> _Supplied data_
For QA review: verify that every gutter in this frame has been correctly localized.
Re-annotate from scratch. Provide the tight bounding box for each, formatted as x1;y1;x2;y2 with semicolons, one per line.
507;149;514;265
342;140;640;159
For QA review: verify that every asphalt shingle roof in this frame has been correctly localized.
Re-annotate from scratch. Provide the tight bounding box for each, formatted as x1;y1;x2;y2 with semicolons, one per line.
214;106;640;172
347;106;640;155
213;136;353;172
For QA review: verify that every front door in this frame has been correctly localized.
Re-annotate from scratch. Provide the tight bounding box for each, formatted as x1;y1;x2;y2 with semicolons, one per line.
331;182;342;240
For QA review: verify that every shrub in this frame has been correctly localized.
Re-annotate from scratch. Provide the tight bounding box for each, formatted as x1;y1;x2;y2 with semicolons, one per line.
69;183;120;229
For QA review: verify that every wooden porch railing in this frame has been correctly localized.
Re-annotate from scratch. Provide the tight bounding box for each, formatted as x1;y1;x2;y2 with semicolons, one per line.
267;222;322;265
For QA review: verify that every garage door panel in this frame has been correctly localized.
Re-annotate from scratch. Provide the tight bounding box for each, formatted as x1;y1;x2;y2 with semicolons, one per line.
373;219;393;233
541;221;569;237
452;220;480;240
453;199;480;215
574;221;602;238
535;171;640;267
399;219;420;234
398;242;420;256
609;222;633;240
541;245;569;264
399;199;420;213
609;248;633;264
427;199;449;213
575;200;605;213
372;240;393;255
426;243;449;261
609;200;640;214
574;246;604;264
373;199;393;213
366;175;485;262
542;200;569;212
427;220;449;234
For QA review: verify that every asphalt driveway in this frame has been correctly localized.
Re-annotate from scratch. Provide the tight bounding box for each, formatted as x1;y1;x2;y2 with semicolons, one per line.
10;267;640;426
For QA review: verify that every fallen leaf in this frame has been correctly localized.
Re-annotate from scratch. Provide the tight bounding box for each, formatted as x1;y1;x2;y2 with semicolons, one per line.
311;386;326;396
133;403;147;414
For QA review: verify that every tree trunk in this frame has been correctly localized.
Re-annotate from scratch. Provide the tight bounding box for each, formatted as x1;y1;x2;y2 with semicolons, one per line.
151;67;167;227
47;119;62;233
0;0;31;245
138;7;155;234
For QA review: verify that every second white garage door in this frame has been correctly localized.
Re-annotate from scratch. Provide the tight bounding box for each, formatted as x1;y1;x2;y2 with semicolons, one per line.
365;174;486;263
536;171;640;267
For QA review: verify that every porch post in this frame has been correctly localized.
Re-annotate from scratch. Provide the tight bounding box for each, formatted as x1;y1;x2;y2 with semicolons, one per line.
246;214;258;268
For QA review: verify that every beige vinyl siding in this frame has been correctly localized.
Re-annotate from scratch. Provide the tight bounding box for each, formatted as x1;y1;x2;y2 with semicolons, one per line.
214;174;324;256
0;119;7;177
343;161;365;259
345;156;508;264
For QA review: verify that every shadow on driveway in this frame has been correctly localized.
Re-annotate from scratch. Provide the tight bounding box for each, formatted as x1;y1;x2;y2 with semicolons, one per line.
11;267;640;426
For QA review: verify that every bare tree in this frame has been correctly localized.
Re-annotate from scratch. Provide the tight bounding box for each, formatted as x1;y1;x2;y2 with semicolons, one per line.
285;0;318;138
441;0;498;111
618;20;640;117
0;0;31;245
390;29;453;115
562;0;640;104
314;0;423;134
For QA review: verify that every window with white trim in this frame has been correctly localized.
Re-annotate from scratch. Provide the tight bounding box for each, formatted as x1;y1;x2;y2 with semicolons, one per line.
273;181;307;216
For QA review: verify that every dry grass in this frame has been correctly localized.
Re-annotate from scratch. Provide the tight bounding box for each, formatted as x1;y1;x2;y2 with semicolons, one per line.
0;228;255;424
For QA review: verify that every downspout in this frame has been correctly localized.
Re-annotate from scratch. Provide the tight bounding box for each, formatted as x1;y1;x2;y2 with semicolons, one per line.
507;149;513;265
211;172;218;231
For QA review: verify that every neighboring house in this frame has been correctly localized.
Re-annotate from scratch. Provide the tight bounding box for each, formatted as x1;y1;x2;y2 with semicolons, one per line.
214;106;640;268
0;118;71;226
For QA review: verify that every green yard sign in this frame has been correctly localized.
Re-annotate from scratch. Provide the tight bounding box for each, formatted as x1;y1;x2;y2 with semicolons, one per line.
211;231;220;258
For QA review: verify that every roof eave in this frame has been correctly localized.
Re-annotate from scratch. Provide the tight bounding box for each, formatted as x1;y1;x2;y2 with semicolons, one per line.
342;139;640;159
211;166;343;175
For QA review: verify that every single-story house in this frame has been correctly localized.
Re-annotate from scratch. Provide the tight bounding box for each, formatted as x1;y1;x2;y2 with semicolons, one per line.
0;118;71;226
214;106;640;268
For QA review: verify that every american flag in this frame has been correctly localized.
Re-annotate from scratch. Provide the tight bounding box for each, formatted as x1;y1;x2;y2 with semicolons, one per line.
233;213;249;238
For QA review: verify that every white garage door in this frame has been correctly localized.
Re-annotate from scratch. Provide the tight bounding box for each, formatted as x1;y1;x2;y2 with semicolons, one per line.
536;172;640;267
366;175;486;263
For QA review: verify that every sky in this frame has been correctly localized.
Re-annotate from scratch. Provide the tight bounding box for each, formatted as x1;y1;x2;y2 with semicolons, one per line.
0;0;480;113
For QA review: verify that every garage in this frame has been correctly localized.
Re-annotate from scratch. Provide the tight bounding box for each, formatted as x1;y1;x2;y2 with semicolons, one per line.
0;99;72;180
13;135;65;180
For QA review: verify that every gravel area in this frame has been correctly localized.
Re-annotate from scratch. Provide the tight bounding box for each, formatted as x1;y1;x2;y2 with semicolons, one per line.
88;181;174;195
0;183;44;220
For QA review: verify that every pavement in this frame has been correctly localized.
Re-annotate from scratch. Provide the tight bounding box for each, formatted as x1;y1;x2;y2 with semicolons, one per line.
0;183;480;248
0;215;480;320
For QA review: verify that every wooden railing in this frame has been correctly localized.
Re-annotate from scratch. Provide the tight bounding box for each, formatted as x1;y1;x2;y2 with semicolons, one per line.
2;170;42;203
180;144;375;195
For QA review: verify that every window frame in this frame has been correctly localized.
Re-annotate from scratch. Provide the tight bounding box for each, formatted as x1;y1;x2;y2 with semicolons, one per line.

> _Description of the task_
In the records above, locate the line that contains "For QA review: verify that every garage in". Repeat it and every line after it, exactly, and nothing else.

> _Expected answer_
For QA review: verify that every garage in this frame has been correctly localized.
Re-annotate from scratch. Provide the tight bounding box for each, formatted as x1;y1;x2;y2 with semicolons, one per line.
0;99;72;180
13;135;65;180
For QA review: verify that every gravel area in this frame has been correctly localized.
Re-annotate from scratch. Provide the tight bounding box for each, formatted as x1;y1;x2;y2 with semicolons, one per line.
88;181;174;195
0;183;44;220
For QA review: verify that every pavement in this frame has been correctly localized.
Re-annotate from scratch. Provide the tight bounding box for each, formatted as x1;y1;x2;y2 with semicolons, one per line.
0;183;480;248
0;215;480;320
For QA review: verify that every wooden railing in this frame has been correctly localized.
Re-annotate from scratch. Provide the tight bounding box for each, formatted as x1;y1;x2;y2 with semicolons, one per line.
2;170;42;203
180;144;375;195
For QA review: verify that every window frame in this frame has been correctly localized.
Re-annotate from scratch. Provide the tight bounding box for each, formatted as x1;y1;x2;y2 with semicolons, one per line.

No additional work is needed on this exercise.